* **Task**:
Only the lines from the one containing "curly hair, one line per instance." through the one containing "fender, one line per instance." should be printed, exactly as they appear below, with both ends included.

* **Given records**:
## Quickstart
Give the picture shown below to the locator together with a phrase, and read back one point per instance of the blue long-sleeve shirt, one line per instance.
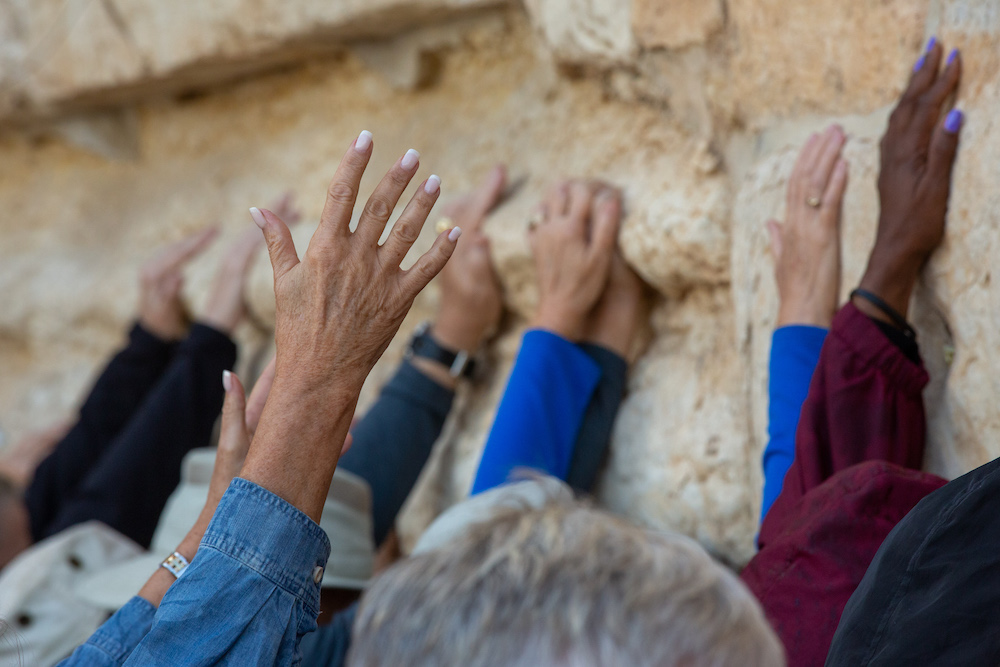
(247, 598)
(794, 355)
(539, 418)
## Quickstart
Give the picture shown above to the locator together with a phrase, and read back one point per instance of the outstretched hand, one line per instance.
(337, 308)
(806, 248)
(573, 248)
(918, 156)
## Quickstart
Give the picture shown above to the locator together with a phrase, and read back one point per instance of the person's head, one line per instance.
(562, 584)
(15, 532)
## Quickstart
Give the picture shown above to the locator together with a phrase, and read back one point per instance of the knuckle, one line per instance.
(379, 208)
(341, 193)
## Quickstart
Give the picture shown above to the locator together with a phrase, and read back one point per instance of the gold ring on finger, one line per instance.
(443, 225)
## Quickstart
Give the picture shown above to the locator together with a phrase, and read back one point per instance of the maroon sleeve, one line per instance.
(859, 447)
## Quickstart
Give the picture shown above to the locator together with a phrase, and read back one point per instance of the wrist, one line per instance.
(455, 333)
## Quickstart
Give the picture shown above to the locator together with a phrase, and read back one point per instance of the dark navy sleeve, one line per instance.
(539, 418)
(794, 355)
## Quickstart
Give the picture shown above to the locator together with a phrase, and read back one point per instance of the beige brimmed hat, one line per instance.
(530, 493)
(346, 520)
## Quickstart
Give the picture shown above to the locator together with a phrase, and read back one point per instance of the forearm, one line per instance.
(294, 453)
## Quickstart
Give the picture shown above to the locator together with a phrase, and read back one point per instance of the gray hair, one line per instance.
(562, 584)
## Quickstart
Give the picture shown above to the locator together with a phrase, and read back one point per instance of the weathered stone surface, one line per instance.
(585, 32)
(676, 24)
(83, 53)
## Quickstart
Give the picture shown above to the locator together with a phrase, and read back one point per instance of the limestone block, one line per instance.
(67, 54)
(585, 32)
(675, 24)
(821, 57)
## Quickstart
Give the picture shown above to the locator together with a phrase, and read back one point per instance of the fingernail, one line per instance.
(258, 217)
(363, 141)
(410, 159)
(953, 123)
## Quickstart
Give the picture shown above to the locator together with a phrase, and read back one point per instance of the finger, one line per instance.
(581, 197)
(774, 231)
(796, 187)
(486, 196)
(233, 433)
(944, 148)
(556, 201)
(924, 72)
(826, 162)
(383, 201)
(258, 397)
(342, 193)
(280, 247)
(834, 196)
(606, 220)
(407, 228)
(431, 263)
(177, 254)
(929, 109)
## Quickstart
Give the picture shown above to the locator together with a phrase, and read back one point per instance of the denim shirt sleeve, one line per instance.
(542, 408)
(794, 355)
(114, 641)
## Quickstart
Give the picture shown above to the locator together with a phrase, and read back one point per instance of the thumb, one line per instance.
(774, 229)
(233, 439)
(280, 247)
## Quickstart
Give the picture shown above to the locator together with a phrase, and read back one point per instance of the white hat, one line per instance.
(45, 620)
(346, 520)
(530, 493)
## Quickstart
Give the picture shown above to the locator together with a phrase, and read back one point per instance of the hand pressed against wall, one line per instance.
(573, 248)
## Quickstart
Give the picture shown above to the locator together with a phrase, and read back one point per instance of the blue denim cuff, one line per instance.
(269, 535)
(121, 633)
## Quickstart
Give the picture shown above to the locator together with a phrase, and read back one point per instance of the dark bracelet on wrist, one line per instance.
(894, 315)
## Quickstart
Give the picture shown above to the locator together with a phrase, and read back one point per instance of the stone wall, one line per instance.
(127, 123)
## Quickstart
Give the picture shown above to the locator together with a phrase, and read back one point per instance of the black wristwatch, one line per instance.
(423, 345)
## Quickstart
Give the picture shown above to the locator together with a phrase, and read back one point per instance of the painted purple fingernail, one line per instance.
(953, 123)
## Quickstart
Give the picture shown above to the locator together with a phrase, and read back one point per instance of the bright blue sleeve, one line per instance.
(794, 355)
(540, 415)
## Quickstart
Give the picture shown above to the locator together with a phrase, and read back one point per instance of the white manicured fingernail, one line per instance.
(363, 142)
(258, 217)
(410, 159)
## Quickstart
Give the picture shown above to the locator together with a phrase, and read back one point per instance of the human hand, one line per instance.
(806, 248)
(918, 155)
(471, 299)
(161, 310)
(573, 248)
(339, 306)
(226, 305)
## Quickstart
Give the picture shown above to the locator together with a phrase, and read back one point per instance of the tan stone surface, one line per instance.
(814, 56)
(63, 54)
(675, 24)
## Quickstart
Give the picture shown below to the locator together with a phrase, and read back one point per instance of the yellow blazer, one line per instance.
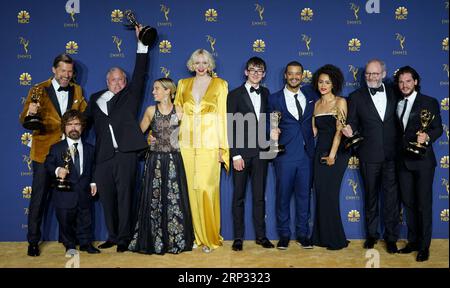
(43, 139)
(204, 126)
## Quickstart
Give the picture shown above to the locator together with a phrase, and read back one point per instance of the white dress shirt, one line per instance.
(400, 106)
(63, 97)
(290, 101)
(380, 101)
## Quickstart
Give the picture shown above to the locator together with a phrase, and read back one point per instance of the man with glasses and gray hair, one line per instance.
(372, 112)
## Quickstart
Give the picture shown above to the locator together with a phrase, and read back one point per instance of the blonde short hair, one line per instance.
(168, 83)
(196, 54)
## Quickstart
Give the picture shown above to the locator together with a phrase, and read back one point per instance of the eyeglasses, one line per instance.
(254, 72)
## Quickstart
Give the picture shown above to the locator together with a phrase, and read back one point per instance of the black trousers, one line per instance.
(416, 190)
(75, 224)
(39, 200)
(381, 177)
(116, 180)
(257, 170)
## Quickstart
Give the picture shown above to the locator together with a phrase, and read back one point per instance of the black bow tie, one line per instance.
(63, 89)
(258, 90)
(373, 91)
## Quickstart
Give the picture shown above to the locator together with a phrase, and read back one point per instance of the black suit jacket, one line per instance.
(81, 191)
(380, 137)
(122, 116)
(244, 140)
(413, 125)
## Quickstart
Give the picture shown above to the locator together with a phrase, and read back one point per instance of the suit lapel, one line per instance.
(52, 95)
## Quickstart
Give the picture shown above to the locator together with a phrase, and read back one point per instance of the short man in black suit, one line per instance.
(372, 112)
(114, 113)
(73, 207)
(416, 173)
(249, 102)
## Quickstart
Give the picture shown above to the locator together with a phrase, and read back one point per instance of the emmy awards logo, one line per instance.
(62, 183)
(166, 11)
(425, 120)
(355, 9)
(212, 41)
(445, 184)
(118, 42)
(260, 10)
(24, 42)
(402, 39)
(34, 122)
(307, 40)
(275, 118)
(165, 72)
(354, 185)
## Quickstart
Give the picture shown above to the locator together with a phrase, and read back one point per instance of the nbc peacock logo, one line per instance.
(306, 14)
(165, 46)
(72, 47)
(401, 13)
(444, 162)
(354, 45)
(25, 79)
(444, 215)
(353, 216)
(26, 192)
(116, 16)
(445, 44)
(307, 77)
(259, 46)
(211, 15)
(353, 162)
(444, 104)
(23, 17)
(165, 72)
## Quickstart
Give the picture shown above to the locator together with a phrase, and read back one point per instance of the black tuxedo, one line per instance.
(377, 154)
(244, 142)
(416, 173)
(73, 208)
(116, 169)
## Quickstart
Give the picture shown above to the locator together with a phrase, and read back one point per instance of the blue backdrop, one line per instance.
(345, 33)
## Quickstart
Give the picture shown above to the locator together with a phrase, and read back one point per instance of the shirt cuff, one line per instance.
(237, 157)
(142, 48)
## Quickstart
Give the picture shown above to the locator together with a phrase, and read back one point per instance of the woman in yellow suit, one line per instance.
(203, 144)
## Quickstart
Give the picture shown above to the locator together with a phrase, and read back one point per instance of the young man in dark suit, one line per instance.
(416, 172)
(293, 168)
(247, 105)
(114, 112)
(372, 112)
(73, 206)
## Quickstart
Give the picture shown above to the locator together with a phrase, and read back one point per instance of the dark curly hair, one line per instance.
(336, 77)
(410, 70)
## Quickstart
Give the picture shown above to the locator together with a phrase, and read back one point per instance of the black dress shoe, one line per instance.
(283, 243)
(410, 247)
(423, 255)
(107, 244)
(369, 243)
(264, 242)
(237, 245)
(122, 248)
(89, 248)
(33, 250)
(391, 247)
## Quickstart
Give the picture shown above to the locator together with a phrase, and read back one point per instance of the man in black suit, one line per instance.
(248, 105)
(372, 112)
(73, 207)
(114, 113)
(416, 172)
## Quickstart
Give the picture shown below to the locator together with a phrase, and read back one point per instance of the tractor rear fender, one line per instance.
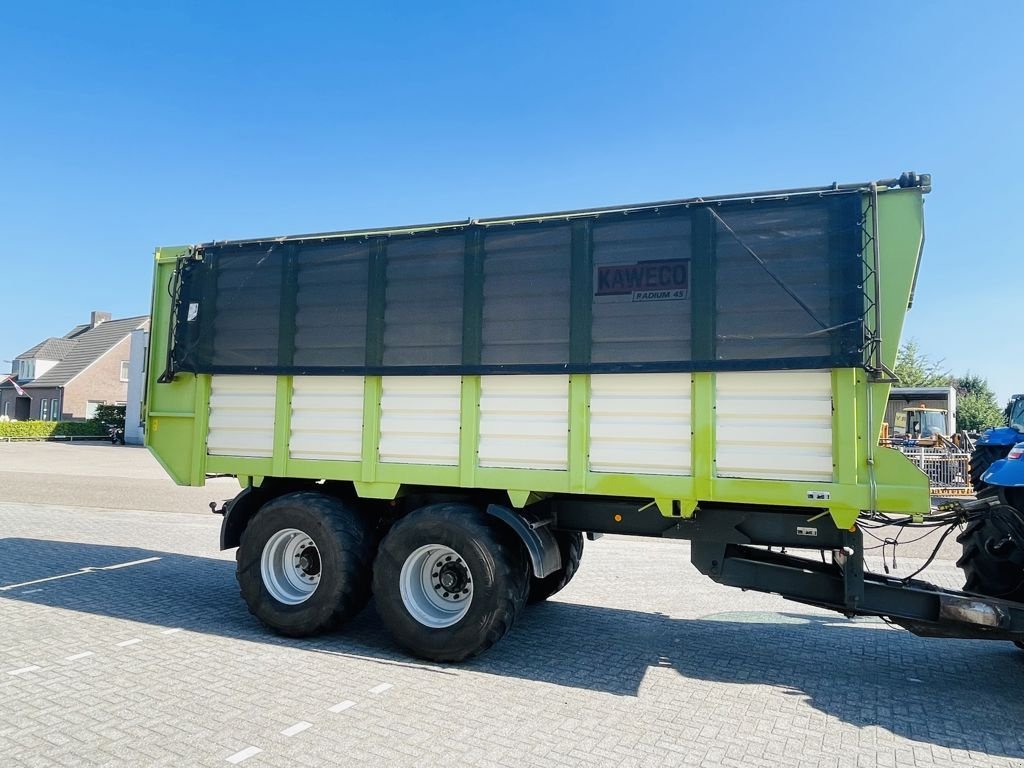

--

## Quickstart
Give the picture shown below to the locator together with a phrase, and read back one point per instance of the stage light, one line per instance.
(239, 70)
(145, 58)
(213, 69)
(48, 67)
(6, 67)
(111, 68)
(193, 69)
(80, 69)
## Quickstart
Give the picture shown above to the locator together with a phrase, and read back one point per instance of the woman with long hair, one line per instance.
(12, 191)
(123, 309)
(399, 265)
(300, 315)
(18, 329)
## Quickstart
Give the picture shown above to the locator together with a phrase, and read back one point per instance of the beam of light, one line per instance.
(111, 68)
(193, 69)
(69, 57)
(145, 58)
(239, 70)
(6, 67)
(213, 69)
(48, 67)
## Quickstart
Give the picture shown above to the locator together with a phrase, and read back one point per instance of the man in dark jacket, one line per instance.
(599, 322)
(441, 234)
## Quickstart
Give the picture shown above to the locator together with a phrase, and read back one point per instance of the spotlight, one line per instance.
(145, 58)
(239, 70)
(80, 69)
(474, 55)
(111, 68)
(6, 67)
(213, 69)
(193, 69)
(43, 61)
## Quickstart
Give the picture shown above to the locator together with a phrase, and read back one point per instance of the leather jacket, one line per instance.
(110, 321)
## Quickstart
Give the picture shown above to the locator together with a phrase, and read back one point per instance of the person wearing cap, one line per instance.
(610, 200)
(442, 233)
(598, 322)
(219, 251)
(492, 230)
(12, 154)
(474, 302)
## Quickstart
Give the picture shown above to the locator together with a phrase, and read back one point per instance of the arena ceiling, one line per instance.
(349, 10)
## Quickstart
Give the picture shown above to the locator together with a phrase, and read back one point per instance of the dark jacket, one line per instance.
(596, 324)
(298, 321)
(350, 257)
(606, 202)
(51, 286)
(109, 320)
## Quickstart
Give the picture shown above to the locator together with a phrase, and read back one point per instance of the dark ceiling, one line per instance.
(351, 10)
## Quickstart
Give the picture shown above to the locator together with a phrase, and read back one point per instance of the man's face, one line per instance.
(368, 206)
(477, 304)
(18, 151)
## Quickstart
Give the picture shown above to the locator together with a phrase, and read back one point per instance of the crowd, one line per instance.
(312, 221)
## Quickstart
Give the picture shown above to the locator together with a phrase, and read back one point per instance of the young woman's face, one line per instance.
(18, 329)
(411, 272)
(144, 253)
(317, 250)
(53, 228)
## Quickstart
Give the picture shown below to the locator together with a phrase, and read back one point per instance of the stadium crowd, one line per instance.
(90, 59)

--

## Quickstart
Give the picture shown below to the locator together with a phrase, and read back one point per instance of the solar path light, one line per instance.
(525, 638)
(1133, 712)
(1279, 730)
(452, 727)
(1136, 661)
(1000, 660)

* **Answer section**:
Give the picture shown above to the locator together with a phrase, and read back one point per instance of the dark curly hair, one line per instance.
(336, 77)
(410, 70)
## Quickstart
Give the picture shown above to the locator together with a phrase, and read back one point per instance of the black dress shoe, one line per instance.
(283, 243)
(410, 247)
(423, 255)
(107, 244)
(369, 243)
(264, 242)
(237, 245)
(122, 248)
(89, 248)
(33, 250)
(391, 247)
## Quickstart
Give the picture shown above to the locator together with a phrase, and read back one point per instance of the man in black suit, one line per instance.
(248, 105)
(372, 112)
(73, 207)
(114, 113)
(416, 172)
## Quickstart
Give the picture shown below to the locator together with a phrase, and read back one point per instance of the tractor rear fender, one line per instance.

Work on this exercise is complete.